• [Problem requirements]:
Reproduce the data below word for word, keeping every line, including the blank ones, in its original order.

• [Given data]:
--------------------------------

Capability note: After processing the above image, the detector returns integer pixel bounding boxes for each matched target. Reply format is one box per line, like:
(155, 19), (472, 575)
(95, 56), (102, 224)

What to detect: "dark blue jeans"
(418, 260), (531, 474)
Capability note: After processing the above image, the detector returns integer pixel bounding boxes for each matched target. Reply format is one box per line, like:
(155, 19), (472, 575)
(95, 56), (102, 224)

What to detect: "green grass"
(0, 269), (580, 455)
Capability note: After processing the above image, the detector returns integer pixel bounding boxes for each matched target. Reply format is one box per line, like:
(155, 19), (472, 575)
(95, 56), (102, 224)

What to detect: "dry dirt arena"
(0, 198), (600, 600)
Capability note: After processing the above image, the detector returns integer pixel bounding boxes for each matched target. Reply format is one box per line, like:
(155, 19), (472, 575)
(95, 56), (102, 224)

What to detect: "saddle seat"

--------------------------------

• [Exercise result]:
Capability note: After processing the above image, the detector returns integer pixel bounding boxes for each matched target. Reply format is one box per line, like:
(155, 19), (472, 575)
(95, 56), (102, 224)

What to detect: "dark blue jeans"
(418, 260), (531, 474)
Capability note: After processing the above image, the detector returns integer pixel bounding boxes for each matched target. Reply format is one box per line, like:
(155, 19), (472, 575)
(95, 56), (102, 224)

What to detect: "green grass"
(0, 269), (580, 455)
Capability note: After processing the above image, the detector returns integer pixel bounding boxes for each matched target. Reply format is one box per line, like:
(155, 19), (472, 575)
(95, 56), (102, 224)

What to detect: "dry dirt arena"
(0, 198), (600, 600)
Capability note: After processing the above image, the detector returns integer pixel bounding boxes for each matched target. Reply format is one box per line, like:
(155, 19), (472, 575)
(95, 56), (102, 224)

What to detect: "saddle seat"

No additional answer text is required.